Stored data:
┄┄┄┄┄┄

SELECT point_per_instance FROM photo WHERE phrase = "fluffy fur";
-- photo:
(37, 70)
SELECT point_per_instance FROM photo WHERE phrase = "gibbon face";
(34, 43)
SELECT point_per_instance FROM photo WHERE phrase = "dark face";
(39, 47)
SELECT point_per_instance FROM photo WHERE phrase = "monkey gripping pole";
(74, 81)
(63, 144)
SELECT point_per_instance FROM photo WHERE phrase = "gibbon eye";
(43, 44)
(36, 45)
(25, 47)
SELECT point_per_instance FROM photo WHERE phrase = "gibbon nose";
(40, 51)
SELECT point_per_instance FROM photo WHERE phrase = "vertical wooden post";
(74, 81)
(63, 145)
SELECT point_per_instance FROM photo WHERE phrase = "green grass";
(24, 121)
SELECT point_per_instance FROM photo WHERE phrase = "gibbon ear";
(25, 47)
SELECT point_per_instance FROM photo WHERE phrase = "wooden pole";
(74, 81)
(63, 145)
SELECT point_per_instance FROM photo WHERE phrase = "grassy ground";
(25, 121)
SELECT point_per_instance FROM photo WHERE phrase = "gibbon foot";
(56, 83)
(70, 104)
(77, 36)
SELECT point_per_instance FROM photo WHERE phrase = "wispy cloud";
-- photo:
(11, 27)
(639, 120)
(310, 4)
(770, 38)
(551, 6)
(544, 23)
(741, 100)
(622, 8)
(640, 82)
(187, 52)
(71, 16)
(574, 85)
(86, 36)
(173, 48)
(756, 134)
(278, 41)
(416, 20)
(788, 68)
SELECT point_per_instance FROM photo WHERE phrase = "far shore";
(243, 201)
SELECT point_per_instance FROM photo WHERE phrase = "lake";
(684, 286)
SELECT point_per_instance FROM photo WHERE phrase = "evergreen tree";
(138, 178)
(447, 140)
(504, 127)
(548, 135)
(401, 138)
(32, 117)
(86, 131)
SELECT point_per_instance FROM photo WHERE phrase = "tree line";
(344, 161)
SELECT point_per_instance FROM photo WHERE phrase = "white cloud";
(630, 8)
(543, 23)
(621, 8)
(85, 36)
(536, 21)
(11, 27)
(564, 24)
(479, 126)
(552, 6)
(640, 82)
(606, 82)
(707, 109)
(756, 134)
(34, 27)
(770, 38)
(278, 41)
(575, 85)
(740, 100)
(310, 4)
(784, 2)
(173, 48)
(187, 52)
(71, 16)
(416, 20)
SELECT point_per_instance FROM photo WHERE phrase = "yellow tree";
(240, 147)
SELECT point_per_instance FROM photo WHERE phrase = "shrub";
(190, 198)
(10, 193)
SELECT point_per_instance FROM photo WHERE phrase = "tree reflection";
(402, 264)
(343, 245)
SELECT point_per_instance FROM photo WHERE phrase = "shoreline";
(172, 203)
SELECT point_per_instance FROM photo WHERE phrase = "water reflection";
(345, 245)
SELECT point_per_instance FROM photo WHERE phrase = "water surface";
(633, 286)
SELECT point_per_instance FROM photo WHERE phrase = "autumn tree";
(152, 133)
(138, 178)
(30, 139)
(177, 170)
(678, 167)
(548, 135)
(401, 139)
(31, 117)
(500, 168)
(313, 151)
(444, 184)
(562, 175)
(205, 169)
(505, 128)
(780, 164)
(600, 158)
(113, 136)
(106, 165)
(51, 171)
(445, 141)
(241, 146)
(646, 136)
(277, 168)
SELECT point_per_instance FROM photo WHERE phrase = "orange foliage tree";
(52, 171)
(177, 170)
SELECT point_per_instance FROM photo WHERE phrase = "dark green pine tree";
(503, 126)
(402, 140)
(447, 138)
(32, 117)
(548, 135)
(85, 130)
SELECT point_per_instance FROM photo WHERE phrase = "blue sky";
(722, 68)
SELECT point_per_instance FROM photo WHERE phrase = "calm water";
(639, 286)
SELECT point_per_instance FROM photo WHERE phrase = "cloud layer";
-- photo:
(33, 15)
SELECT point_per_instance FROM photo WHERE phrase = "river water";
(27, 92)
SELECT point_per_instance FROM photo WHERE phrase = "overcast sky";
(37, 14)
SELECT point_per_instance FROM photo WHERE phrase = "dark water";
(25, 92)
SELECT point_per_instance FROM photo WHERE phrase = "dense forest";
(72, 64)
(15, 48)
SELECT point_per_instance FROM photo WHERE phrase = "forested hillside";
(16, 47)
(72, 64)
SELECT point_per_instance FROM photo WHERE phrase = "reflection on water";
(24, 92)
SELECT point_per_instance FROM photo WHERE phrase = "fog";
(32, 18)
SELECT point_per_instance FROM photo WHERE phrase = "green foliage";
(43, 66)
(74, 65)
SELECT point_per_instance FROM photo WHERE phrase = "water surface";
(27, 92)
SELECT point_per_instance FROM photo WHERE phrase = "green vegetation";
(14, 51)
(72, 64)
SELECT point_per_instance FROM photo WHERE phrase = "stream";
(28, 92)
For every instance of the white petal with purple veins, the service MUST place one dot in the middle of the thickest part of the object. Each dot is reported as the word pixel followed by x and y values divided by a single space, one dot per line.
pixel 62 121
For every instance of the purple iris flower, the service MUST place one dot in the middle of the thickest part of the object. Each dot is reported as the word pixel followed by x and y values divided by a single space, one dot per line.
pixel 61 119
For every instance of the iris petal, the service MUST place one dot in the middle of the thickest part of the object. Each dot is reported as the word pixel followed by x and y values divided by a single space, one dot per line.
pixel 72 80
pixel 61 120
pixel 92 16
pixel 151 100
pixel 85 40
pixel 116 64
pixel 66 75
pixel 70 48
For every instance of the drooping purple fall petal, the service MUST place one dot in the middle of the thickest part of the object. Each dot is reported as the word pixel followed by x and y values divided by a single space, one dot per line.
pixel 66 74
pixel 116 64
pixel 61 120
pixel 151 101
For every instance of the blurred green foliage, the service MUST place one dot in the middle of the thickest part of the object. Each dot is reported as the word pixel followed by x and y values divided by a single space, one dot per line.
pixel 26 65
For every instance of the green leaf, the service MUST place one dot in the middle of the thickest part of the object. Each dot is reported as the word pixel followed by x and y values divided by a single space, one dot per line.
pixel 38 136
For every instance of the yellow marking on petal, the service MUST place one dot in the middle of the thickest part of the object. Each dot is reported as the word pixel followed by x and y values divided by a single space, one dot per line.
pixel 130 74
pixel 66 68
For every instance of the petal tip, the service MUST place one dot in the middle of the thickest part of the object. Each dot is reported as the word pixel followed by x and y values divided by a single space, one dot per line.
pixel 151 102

┄┄┄┄┄┄

Without leaving anything out, output all of the data above exactly.

SELECT point_per_instance FROM photo WHERE phrase = "fluffy fur";
-- photo:
(37, 70)
SELECT point_per_instance FROM photo WHERE phrase = "gibbon face";
(34, 43)
SELECT point_per_instance FROM photo WHERE phrase = "dark face";
(39, 47)
SELECT point_per_instance FROM photo WHERE phrase = "monkey gripping pole";
(74, 81)
(63, 144)
SELECT point_per_instance FROM photo WHERE phrase = "gibbon eye";
(43, 44)
(36, 45)
(25, 47)
SELECT point_per_instance FROM photo WHERE phrase = "gibbon nose";
(40, 51)
SELECT point_per_instance FROM photo WHERE phrase = "vertical wooden post";
(74, 81)
(63, 145)
SELECT point_per_instance FROM photo WHERE phrase = "green grass";
(24, 121)
SELECT point_per_instance FROM photo WHERE phrase = "gibbon ear";
(25, 47)
SELECT point_per_instance FROM photo WHERE phrase = "wooden pole";
(74, 81)
(63, 145)
SELECT point_per_instance FROM photo WHERE phrase = "grassy ground";
(25, 121)
SELECT point_per_instance FROM photo WHERE phrase = "gibbon foot";
(56, 83)
(70, 104)
(77, 36)
SELECT point_per_instance FROM photo WHERE phrase = "wispy cloud";
-- photo:
(11, 27)
(639, 120)
(310, 4)
(770, 38)
(551, 6)
(544, 23)
(741, 100)
(622, 8)
(640, 82)
(187, 52)
(71, 16)
(574, 85)
(86, 36)
(173, 48)
(756, 134)
(278, 41)
(416, 20)
(788, 68)
SELECT point_per_instance FROM photo WHERE phrase = "far shore";
(243, 201)
SELECT point_per_instance FROM photo WHERE phrase = "lake";
(684, 286)
SELECT point_per_instance FROM photo WHERE phrase = "evergreen tree";
(138, 178)
(447, 140)
(504, 127)
(548, 135)
(401, 138)
(32, 117)
(86, 131)
SELECT point_per_instance FROM photo WHERE phrase = "tree line";
(344, 161)
SELECT point_per_instance FROM photo WHERE phrase = "white cloud";
(630, 8)
(543, 23)
(621, 8)
(85, 36)
(536, 21)
(11, 27)
(564, 24)
(479, 126)
(552, 6)
(640, 82)
(606, 82)
(707, 109)
(756, 134)
(34, 27)
(770, 38)
(278, 41)
(575, 85)
(740, 100)
(310, 4)
(784, 2)
(173, 48)
(187, 52)
(71, 16)
(416, 20)
SELECT point_per_instance FROM photo WHERE phrase = "yellow tree";
(240, 147)
SELECT point_per_instance FROM photo WHERE phrase = "shrub";
(190, 198)
(10, 193)
SELECT point_per_instance FROM photo WHERE phrase = "tree reflection";
(402, 264)
(343, 245)
SELECT point_per_instance FROM photo WHERE phrase = "shoreline";
(172, 203)
SELECT point_per_instance FROM photo WHERE phrase = "water reflection";
(345, 245)
SELECT point_per_instance FROM photo WHERE phrase = "water surface";
(633, 286)
SELECT point_per_instance FROM photo WHERE phrase = "autumn tree";
(152, 133)
(138, 178)
(30, 139)
(177, 170)
(678, 167)
(548, 135)
(401, 139)
(31, 117)
(500, 168)
(313, 151)
(444, 184)
(562, 175)
(205, 169)
(505, 128)
(780, 164)
(600, 158)
(113, 136)
(106, 165)
(51, 171)
(445, 141)
(241, 146)
(646, 136)
(277, 168)
SELECT point_per_instance FROM photo WHERE phrase = "orange foliage tree";
(52, 171)
(177, 170)
SELECT point_per_instance FROM photo WHERE phrase = "dark green pine tree";
(503, 126)
(402, 140)
(447, 138)
(32, 117)
(548, 135)
(85, 130)
SELECT point_per_instance FROM photo WHERE phrase = "blue sky";
(722, 68)
SELECT point_per_instance FROM photo WHERE phrase = "calm water";
(639, 286)
SELECT point_per_instance FROM photo WHERE phrase = "cloud layer";
-- photo:
(33, 15)
SELECT point_per_instance FROM photo WHERE phrase = "river water";
(27, 92)
SELECT point_per_instance FROM photo WHERE phrase = "overcast sky";
(37, 14)
SELECT point_per_instance FROM photo WHERE phrase = "dark water";
(25, 92)
SELECT point_per_instance FROM photo WHERE phrase = "dense forest";
(72, 64)
(15, 48)
SELECT point_per_instance FROM photo WHERE phrase = "forested hillside";
(16, 47)
(72, 64)
SELECT point_per_instance FROM photo WHERE phrase = "reflection on water";
(24, 92)
SELECT point_per_instance FROM photo WHERE phrase = "fog";
(32, 18)
SELECT point_per_instance FROM photo WHERE phrase = "green foliage";
(43, 66)
(74, 65)
SELECT point_per_instance FROM photo WHERE phrase = "water surface";
(27, 92)
SELECT point_per_instance FROM photo WHERE phrase = "green vegetation";
(14, 51)
(72, 64)
SELECT point_per_instance FROM photo WHERE phrase = "stream";
(28, 92)
For every instance of the white petal with purple veins, the service MUST place one dot in the middle of the thickest part of the object. Each dot is reported as the word pixel followed by x and y values divided by a single space, one dot per line.
pixel 62 121
For every instance of the purple iris flower, the service MUST place one dot in the middle of the thickest part of the object. Each dot is reported as the word pixel followed by x and y values divided by a single space, one dot per line.
pixel 61 119
For every instance of the iris petal, the service MUST place one dot in the middle of the thickest part of the object. Each dot is reported as the word pixel followed by x and y values divided by a single space, one dot per line.
pixel 72 80
pixel 61 120
pixel 92 16
pixel 151 100
pixel 85 40
pixel 116 64
pixel 66 75
pixel 70 48
For every instance of the drooping purple fall petal, the service MUST place one dot in the middle of the thickest part of the object. Each dot is reported as the word pixel followed by x and y values divided by a single space, one dot per line.
pixel 66 74
pixel 116 64
pixel 61 120
pixel 151 101
For every instance of the blurred green foliage, the service MUST place one dot in the middle of the thickest part of the object. Each dot is reported as the word pixel followed by x and y values divided by a single space, one dot per line.
pixel 26 65
For every instance of the green leaf, the service MUST place one dot in the middle of the thickest part of the object. Each dot is reported as the word pixel followed by x and y values divided by a single space, one dot per line.
pixel 38 136
For every instance of the yellow marking on petal, the service MUST place one dot in the middle of the thickest part of the object. Each dot is reported as the word pixel followed by x and y values divided by a single space, one dot per line.
pixel 130 74
pixel 66 68
For every instance of the petal tip, the service MUST place one dot in the middle of the thickest part of the object. Each dot is reported as the word pixel followed by x and y values divided by a single space, one dot per line.
pixel 151 102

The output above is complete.